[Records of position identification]
------------------------------------------------------------
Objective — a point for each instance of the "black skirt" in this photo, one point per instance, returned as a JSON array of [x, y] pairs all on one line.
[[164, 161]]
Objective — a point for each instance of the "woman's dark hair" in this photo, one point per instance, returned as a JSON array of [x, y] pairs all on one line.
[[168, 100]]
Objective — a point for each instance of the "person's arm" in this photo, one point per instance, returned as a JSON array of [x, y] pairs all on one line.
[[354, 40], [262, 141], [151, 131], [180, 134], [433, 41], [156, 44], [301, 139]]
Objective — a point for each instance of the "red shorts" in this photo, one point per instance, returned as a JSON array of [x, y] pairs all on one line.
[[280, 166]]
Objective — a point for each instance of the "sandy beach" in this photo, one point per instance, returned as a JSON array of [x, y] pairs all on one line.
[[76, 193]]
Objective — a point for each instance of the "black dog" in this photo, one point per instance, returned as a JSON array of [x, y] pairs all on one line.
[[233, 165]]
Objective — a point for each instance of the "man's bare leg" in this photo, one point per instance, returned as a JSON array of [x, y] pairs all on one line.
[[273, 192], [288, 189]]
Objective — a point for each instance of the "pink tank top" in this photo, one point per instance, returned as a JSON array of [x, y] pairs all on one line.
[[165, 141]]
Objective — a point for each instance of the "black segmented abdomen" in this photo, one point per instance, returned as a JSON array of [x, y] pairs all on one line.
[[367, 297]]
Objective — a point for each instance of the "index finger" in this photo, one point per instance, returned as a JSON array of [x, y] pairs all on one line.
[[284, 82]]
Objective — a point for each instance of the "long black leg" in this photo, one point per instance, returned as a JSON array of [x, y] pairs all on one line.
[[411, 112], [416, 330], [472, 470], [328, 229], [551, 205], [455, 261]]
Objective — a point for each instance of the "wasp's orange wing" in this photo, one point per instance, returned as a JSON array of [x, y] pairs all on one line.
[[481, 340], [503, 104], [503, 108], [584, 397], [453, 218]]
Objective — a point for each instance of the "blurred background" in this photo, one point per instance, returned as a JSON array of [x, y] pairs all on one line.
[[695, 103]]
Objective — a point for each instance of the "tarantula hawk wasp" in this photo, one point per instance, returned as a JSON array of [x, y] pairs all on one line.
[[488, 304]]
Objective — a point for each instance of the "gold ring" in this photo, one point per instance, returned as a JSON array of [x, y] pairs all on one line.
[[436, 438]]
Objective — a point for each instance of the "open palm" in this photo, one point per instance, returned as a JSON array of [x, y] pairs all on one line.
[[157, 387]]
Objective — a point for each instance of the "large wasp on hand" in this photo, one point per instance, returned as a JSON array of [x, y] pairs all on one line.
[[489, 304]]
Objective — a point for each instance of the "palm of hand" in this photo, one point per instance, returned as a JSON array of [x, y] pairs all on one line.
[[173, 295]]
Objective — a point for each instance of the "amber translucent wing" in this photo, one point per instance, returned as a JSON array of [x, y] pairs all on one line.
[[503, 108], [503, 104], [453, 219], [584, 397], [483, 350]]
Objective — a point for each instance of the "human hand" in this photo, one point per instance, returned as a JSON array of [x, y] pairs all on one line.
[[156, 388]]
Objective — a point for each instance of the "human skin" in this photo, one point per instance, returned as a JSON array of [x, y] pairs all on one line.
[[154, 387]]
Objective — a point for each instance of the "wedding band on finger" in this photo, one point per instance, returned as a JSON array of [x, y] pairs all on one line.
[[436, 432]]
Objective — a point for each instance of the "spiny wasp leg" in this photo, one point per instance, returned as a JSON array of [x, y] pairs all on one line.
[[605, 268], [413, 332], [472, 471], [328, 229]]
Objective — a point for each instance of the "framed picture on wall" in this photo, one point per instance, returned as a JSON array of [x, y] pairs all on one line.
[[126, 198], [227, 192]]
------------------------------------------------------------
PROBLEM | Tally the lines of the records above that contain the string "hand", treating case as significant, and give only the number.

FULL ANSWER | 3